Task inputs:
------------------------------------------------
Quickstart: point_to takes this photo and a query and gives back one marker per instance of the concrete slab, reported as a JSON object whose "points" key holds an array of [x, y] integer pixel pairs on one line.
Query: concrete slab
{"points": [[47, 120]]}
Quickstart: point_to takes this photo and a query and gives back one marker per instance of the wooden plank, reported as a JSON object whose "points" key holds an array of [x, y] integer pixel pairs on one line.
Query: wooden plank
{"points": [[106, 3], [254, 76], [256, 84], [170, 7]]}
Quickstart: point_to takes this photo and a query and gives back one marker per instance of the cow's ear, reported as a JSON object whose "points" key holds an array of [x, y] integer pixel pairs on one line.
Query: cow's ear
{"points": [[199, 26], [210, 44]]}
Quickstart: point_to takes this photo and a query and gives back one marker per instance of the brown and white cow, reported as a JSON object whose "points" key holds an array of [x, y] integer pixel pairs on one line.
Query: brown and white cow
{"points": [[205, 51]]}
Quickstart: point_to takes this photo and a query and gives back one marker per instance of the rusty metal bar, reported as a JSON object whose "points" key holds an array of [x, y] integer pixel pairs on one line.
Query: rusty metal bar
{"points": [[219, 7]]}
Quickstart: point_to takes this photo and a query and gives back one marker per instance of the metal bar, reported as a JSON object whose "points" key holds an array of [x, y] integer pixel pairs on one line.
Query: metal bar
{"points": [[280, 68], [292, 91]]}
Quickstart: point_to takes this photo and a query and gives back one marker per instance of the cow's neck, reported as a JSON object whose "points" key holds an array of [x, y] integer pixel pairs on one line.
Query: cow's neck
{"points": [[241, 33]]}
------------------------------------------------
Exercise description: Return exactly the lines from the line bearing "of the metal" to the end of the records, inclusive of both; include no other lines.

Exercise output:
Quickstart: point_to takes this photo and a query and gives back one marker per instance of the metal bar, reported as a JSON object whose "points" key holds an array of [x, y] integer pixel pairs on one line.
Query: metal bar
{"points": [[280, 68], [292, 91]]}
Quickstart: point_to takes this photo and a query and gives back one marker per instance of the cow's neck, reported as a JSON object whose "points" key holds an array of [x, y] integer pixel pairs on one line.
Query: cow's neck
{"points": [[241, 33]]}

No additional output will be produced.